* TASK DIRECTIONS: Turn all of the data below into a numbered list with one line per item. Skip blank lines and leave out the pictures.
# start of DATA SUPPLIED
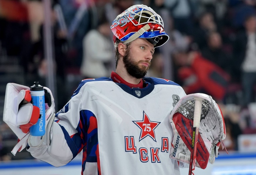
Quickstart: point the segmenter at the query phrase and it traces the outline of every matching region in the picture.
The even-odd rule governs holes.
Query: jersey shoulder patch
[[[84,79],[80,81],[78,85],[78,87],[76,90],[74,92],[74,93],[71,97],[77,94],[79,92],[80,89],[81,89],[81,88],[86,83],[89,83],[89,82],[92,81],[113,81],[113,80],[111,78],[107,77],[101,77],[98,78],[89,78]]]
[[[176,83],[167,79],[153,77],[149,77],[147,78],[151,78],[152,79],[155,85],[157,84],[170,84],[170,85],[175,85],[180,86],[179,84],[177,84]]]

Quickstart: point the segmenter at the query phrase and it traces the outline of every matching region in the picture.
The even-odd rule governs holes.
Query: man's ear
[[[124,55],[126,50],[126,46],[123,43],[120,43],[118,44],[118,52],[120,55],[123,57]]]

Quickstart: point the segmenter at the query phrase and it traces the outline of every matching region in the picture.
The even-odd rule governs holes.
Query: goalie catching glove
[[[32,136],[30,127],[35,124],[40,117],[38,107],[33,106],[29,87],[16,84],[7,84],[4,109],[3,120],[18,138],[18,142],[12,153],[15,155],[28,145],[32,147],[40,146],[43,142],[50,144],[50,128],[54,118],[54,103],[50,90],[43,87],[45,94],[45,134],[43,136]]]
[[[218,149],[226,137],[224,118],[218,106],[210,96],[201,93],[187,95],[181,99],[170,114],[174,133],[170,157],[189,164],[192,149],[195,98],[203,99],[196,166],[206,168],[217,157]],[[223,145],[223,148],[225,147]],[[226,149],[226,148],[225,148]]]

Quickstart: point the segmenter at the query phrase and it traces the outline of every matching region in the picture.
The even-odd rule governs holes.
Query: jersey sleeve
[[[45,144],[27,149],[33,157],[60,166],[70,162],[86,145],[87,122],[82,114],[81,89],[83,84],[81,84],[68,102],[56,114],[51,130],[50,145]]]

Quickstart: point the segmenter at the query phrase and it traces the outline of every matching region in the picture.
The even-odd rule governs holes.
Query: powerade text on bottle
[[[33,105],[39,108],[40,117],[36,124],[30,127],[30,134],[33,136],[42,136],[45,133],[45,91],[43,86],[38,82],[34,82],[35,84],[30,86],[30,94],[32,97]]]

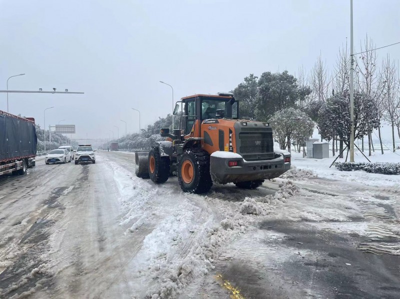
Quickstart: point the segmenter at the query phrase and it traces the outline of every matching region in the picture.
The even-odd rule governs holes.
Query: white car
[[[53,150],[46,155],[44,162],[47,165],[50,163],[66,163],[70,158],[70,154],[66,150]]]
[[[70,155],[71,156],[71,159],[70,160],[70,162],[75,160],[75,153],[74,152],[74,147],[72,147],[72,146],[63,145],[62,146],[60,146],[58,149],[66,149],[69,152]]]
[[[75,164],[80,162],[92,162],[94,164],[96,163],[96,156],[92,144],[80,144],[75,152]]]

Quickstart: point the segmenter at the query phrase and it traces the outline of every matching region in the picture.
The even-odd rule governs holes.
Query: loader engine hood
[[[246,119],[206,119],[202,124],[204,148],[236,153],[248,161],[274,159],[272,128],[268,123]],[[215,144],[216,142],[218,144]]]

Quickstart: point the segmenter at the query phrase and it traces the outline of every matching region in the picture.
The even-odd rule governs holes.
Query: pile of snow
# end of DATA SUPPLIED
* CORRECT RESPONSE:
1. Quickstart: point the segmenter at the query phrase and it traces the outline of every matching region in the picture.
2. The even-odd rule governs holes.
3. Query: jersey shoulder patch
4. [[[84,79],[80,81],[78,85],[78,87],[76,90],[74,92],[74,93],[71,97],[77,94],[79,92],[80,89],[81,89],[81,88],[86,83],[89,83],[89,82],[92,81],[113,81],[113,80],[111,78],[107,77],[101,77],[98,78],[89,78]]]
5. [[[176,83],[167,79],[153,77],[149,77],[147,78],[151,78],[152,79],[155,85],[157,84],[170,84],[170,85],[175,85],[180,86],[179,84],[177,84]]]
6. Quickstart: point the segmenter at the query phrase and it traces the outline of every matching region in the picture.
7. The even-odd rule governs holes.
8. Query: man's ear
9. [[[124,55],[126,50],[126,46],[123,43],[120,43],[118,44],[118,52],[120,55],[123,57]]]
10. Quickstart: point the segmenter at the query phrase and it traces the outline of every matching region in the picture.
11. The even-odd rule governs holes.
12. Query: goalie catching glove
13. [[[32,136],[30,127],[35,124],[40,117],[38,107],[33,106],[29,87],[16,84],[7,84],[4,109],[3,120],[18,138],[18,142],[12,153],[15,155],[28,145],[32,147],[40,146],[43,142],[50,144],[50,128],[54,118],[54,103],[50,90],[43,87],[45,94],[45,134],[43,136]]]
14. [[[218,149],[226,137],[224,118],[218,106],[210,96],[201,93],[187,95],[181,99],[170,114],[174,133],[170,157],[189,164],[192,149],[195,98],[203,99],[196,166],[206,168],[217,157]],[[223,145],[223,148],[225,147]],[[226,149],[226,148],[225,148]]]
15. Quickstart: point the segmenter at the query phrase and it traces the outline of every matching region in the picture.
16. The even-odd rule governs holes.
17. Query: jersey sleeve
18. [[[45,144],[27,149],[33,157],[60,166],[70,162],[86,145],[87,122],[82,114],[81,89],[83,84],[81,84],[68,102],[56,114],[51,130],[50,145]]]
19. Quickstart: point the segmenter at the query phrase and it traces the outline of every matching region in the picture.
20. The even-odd rule governs holes.
21. Query: powerade text on bottle
22. [[[33,105],[39,108],[40,117],[36,124],[30,127],[30,134],[33,136],[42,136],[45,133],[45,91],[43,86],[38,82],[34,82],[35,84],[30,86],[30,94],[32,97]]]
23. Quickstart: point the segmenter at the query phrase and it traces the outline of every matching region in the picture.
24. The even-odd rule governs holes.
25. Query: white car
26. [[[53,150],[46,155],[44,162],[47,165],[50,163],[66,163],[70,158],[70,154],[66,150]]]
27. [[[70,155],[71,156],[71,159],[70,160],[70,162],[75,160],[75,153],[74,152],[74,147],[72,147],[72,146],[63,145],[62,146],[60,146],[58,149],[66,149],[69,152]]]
28. [[[75,164],[80,162],[92,162],[94,164],[96,163],[96,156],[92,144],[80,144],[75,152]]]
29. Quickstart: point the segmenter at the query phrase and it traces the outline of every matching region in the picture.
30. The even-odd rule governs holes.
31. Query: loader engine hood
32. [[[246,119],[206,119],[202,124],[204,148],[236,153],[248,161],[274,159],[272,128],[268,123]],[[215,144],[216,142],[218,144]]]
33. Quickstart: point the segmenter at the query phrase and it traces the outline of every matching region in the picture.
34. The even-odd rule governs holes.
35. Query: pile of snow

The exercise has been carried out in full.